> **Task to complete**
For the listing below, give the count of lines containing "ladder", and no other text.

> **Exercise material**
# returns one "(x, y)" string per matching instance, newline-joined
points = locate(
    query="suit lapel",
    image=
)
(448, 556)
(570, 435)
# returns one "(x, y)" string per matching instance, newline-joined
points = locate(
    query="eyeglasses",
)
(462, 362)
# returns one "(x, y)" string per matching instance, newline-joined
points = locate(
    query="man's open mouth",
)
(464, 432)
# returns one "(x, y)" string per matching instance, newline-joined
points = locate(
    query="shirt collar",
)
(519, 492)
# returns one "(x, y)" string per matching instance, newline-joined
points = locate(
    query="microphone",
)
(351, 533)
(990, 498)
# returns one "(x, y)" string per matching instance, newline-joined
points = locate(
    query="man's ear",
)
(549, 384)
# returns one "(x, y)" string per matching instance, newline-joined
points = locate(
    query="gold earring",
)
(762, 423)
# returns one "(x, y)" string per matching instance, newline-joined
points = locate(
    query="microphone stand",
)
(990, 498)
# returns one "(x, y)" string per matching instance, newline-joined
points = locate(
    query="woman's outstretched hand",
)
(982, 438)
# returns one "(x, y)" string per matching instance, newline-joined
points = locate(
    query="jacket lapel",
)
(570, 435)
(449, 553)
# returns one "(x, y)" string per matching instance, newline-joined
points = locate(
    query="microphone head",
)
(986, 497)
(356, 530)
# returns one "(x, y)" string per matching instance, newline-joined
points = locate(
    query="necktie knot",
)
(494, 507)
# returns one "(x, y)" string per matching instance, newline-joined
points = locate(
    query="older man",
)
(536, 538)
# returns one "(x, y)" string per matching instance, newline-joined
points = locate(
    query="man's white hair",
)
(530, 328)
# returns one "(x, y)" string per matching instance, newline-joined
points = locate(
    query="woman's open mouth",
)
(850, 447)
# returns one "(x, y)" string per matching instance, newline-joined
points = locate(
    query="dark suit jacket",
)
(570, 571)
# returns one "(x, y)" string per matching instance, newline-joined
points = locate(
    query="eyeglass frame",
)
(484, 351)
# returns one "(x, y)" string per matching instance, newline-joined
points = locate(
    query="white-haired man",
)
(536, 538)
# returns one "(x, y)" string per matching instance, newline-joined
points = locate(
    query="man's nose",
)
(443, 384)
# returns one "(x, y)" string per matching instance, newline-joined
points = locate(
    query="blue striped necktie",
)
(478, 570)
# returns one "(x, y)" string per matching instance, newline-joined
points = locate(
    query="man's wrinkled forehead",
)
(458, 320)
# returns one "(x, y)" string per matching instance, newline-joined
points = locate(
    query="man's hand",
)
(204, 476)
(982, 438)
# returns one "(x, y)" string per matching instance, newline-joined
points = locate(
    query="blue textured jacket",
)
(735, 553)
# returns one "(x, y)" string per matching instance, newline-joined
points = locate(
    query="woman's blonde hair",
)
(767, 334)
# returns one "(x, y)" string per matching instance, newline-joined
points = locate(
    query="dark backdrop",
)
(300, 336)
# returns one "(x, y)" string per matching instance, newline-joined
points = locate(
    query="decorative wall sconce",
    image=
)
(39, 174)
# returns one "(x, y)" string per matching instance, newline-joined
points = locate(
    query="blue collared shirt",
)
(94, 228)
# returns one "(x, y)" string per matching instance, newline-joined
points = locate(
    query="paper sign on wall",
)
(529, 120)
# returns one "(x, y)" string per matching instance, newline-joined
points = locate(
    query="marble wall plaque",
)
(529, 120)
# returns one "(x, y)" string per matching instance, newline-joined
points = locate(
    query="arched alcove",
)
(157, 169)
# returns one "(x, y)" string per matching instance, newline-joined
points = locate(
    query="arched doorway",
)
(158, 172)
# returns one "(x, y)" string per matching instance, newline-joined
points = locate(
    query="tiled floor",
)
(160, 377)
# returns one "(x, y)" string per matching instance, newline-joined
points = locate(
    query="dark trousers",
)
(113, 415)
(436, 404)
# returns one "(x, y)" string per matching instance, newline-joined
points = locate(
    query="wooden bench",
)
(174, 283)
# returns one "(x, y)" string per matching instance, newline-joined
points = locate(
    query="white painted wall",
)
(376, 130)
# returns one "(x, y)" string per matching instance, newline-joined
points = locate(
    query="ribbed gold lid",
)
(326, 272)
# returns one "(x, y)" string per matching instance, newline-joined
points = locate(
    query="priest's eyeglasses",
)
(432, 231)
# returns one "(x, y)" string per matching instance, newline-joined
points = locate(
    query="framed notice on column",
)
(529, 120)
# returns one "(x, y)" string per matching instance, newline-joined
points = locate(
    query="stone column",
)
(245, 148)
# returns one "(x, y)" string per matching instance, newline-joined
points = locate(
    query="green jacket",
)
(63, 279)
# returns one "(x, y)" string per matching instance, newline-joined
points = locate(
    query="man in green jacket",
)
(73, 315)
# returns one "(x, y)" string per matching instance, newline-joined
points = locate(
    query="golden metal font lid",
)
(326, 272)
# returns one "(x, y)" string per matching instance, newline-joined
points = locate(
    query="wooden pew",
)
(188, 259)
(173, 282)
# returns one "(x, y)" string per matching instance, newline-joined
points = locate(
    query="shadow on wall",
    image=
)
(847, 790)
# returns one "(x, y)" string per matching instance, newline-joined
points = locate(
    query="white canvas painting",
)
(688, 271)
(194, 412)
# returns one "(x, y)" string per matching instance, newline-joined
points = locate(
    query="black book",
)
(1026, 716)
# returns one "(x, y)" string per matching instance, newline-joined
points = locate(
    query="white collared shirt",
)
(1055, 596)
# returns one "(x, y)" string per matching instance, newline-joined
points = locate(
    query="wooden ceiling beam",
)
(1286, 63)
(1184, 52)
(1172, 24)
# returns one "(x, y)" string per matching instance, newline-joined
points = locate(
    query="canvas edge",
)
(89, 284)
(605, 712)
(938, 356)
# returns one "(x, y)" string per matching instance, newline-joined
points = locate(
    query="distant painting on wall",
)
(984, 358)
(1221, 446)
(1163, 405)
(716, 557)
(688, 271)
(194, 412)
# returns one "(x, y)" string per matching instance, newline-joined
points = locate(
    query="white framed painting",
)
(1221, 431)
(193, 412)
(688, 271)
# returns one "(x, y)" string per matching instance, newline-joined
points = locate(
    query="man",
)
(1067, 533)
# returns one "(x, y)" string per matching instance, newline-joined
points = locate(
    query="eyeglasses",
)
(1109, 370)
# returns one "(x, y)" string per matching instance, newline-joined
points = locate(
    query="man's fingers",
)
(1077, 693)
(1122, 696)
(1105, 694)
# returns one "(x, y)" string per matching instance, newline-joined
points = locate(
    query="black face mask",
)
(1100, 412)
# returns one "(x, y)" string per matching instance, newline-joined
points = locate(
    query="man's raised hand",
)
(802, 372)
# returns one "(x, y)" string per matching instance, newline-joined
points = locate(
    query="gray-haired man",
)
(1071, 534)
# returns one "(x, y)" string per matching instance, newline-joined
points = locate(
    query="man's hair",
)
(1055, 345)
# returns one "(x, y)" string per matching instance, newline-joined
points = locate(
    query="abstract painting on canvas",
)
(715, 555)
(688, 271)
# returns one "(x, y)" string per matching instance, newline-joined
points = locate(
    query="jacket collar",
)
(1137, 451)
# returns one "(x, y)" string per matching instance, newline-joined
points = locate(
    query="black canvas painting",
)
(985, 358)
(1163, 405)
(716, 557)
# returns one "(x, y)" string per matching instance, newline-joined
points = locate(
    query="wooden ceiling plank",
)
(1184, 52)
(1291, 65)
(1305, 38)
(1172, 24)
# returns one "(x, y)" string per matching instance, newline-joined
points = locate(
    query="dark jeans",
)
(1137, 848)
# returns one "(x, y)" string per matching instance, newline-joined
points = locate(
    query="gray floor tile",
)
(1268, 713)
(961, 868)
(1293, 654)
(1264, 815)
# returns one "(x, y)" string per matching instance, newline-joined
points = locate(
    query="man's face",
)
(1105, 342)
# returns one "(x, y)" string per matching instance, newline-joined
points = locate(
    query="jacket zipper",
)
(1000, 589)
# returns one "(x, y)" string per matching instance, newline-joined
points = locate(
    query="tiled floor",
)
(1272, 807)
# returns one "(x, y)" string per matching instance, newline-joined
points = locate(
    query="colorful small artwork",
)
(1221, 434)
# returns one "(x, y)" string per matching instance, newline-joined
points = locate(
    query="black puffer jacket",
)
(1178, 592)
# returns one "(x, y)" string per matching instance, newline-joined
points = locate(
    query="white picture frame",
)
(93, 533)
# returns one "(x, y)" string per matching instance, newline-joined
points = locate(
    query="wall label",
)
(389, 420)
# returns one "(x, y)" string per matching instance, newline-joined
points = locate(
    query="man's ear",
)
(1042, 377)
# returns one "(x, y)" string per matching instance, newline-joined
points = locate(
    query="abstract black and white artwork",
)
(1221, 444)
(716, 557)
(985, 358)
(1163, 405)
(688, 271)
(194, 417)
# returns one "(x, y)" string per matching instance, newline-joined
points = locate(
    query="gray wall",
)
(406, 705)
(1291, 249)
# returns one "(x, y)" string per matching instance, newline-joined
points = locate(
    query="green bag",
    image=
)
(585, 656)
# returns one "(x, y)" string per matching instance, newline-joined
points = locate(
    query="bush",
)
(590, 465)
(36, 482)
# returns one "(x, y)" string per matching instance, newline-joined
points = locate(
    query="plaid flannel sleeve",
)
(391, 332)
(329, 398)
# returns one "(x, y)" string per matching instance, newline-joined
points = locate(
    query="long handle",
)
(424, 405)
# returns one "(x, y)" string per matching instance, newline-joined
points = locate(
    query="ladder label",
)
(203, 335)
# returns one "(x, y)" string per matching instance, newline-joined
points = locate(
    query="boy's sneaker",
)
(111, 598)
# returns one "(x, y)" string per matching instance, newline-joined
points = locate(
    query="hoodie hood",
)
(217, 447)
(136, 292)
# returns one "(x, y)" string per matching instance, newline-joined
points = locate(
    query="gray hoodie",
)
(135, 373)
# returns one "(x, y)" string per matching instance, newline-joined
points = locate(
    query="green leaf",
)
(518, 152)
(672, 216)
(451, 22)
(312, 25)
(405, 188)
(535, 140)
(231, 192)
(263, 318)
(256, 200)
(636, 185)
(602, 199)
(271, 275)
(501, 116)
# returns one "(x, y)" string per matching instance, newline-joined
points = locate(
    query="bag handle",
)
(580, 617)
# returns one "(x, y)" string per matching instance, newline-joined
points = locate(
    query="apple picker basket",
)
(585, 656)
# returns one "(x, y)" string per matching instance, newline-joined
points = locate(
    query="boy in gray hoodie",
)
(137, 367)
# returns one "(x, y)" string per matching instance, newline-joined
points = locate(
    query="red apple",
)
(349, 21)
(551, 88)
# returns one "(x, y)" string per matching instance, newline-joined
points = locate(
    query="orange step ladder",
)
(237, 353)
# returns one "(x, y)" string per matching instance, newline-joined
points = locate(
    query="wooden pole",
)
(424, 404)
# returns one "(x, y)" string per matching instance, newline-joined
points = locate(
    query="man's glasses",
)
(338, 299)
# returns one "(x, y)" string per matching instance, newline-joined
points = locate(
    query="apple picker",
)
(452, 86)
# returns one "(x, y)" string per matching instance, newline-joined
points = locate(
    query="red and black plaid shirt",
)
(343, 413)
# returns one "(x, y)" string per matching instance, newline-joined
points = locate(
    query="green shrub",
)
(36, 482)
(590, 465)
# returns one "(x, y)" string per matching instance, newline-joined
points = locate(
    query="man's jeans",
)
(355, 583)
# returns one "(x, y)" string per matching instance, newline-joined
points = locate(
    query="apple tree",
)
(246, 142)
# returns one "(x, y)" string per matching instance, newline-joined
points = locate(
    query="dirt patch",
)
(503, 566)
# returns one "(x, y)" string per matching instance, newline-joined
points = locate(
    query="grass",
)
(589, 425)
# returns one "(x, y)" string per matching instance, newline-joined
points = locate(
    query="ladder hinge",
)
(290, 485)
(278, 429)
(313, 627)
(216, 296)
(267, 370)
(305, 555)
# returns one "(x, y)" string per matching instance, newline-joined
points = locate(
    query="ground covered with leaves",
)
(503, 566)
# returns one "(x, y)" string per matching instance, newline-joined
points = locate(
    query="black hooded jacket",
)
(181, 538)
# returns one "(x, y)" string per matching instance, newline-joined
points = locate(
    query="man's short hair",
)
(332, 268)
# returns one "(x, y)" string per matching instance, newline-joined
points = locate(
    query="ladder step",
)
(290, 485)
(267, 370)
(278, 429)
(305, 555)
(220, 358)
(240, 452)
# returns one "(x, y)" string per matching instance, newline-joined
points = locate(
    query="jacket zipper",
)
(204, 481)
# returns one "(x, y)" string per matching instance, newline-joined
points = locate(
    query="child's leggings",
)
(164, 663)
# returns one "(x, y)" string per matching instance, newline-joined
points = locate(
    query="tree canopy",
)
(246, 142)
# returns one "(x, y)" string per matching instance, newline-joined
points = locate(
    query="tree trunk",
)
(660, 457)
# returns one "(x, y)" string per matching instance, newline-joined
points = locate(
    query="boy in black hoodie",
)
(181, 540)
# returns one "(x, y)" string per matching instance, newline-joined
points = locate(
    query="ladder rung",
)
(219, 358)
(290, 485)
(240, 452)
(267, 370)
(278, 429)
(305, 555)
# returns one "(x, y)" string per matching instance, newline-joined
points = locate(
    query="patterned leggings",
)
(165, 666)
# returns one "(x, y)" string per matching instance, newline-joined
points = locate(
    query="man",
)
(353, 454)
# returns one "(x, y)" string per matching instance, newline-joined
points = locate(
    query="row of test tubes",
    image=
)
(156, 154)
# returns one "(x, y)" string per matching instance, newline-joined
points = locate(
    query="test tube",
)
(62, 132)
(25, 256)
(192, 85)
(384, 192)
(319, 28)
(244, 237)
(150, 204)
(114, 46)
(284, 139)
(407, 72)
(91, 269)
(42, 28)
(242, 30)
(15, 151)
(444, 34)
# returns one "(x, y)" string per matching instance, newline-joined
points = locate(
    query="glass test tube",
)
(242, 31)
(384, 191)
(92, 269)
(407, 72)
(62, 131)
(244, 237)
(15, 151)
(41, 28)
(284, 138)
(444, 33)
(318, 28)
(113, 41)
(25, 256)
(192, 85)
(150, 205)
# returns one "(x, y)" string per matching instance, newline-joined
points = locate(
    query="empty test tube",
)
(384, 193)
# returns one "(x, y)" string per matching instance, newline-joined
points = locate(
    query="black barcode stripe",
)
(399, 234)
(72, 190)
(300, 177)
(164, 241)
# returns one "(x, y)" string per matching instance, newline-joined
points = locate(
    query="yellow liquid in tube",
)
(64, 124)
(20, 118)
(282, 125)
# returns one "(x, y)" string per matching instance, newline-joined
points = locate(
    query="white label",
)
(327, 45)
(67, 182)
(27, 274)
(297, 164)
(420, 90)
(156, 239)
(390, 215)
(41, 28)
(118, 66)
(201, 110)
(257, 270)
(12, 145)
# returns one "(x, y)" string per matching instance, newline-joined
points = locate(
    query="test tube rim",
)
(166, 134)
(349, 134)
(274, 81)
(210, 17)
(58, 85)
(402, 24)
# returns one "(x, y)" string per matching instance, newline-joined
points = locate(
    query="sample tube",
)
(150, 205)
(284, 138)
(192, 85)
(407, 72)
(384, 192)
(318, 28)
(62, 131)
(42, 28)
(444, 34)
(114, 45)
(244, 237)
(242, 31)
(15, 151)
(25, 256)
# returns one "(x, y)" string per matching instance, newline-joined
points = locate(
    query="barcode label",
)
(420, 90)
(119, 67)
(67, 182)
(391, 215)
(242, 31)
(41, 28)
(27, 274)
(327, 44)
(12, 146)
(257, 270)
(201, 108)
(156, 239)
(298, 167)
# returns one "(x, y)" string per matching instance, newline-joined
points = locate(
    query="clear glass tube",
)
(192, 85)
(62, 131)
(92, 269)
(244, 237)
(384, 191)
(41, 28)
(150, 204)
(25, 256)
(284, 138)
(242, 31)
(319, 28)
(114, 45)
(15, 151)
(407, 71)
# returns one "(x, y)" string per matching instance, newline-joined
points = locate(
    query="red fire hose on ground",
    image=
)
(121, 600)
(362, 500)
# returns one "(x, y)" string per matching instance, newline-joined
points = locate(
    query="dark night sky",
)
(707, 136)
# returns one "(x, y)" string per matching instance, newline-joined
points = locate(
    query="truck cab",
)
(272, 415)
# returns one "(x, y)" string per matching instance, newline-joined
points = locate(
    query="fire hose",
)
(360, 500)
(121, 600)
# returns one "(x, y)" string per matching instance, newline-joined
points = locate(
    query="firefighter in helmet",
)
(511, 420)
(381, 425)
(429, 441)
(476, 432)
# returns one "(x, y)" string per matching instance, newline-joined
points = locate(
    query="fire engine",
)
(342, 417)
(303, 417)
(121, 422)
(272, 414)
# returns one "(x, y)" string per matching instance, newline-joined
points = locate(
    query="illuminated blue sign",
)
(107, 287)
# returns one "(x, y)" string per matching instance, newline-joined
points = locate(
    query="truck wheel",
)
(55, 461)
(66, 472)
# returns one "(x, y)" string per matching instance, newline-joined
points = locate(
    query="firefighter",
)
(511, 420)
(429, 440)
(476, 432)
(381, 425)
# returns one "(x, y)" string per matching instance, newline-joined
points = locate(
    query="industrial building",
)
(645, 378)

> **Exercise result**
5